**Dataset content**
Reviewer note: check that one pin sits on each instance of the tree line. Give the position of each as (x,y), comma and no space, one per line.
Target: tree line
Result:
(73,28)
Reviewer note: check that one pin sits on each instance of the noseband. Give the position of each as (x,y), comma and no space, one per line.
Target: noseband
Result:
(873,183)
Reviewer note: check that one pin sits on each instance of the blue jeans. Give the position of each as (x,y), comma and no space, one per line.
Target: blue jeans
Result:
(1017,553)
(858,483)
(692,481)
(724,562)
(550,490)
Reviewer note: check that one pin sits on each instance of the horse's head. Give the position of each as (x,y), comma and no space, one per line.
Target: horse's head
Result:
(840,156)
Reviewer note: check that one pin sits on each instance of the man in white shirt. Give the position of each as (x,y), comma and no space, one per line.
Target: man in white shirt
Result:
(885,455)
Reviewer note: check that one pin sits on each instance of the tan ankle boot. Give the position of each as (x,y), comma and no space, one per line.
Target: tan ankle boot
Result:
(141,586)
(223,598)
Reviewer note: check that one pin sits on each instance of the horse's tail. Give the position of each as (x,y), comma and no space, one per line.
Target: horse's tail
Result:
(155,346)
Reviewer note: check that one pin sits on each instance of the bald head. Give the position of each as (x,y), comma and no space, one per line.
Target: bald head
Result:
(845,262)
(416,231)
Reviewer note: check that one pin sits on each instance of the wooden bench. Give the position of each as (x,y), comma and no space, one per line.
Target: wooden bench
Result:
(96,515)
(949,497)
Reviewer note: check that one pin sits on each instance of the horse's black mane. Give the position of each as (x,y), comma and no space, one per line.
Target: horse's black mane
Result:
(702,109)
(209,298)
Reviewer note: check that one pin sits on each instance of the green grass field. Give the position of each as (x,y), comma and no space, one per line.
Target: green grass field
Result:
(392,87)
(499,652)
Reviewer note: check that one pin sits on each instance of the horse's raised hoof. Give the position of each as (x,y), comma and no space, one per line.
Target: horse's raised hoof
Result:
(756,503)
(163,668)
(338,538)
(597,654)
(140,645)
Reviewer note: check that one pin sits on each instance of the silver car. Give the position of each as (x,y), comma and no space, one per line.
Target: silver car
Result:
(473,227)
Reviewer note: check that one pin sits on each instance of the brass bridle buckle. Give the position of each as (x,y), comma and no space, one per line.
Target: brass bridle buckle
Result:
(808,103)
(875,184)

**Exercise**
Render every line of the rows above as a JSON array of strings, one string per line, with blank lines omitted.

**Solution to the problem**
[
  "Reviewer note: check that one pin sits on each instance of the tree line. Give the position of each as (x,y), comma and no space, one per line.",
  "Target: tree line",
  "Result:",
  "(73,28)",
  "Reviewer note: check that one pin sits on each instance of the noseband. Give the position of each as (x,y), comma and no space, one per line.",
  "Target: noseband",
  "Result:",
  "(873,183)",
  "Reviewer note: check that one pin sits on each instance of the blue jeans. Give the position of each as (x,y), comma and no space, one per line.",
  "Target: blue jeans",
  "Result:",
  "(1017,553)",
  "(858,483)",
  "(692,481)",
  "(724,562)",
  "(550,490)",
  "Reviewer note: check that one pin sits on each instance of the horse's head. Give the position of each as (x,y), comma and no space, one per line.",
  "Target: horse's head",
  "Result:",
  "(840,156)",
  "Reviewer note: check that one pin sits on each instance of the man in white shirt. Give the position of each as (x,y), comma and no space, one per line.",
  "Target: man in white shirt",
  "Result:",
  "(885,455)",
  "Reviewer note: check that one pin sits on each instance of the tan ankle boot. Give the position of each as (x,y), comma and no space, one per line.",
  "Target: tan ankle boot",
  "Result:",
  "(141,586)",
  "(223,598)",
  "Reviewer note: check that one pin sits on each instance of the horse's tail. Give the position of each as (x,y), comma and no space, one per line.",
  "Target: horse's tail",
  "Result:",
  "(155,346)",
  "Reviewer note: check that one pin sits on each instance of the bald head. Give the position of each as (x,y), comma and no space, one per line.",
  "Target: bald head",
  "Result:",
  "(845,262)",
  "(416,231)",
  "Reviewer note: check that one pin sits on each instance of the wooden bench. Give the position of each as (x,y), comma and no space, one per line.",
  "Target: wooden bench",
  "Result:",
  "(96,515)",
  "(949,497)",
  "Reviewer note: check that one pin sits on each instance of the horse's black mane. Give the position of each as (x,y), comma and no space, one per line.",
  "Target: horse's black mane",
  "Result:",
  "(702,109)",
  "(209,298)",
  "Reviewer note: check that one pin sits on each instance of the green grass field. Give the position of each as (x,y), comma and no space, one per line.",
  "Target: green grass field",
  "Result:",
  "(392,87)",
  "(499,652)",
  "Reviewer note: check that one pin sits on each instance of the horse's raised hoof. Give the position of each as (x,y), comma and no space, one per line.",
  "Target: horse's raised hoof",
  "Result:",
  "(756,503)",
  "(163,668)",
  "(338,538)",
  "(597,654)",
  "(140,645)",
  "Reviewer note: check that one pin sits on each instance of the silver car. Give the position of each as (x,y), comma and no space, one per line.",
  "Target: silver car",
  "Result:",
  "(473,227)",
  "Reviewer note: check that one pin sits on each instance of the brass bridle buckle. Give the position of each as (x,y), comma and no space, one per line.",
  "Target: brass bridle buckle",
  "Result:",
  "(808,103)",
  "(875,184)"
]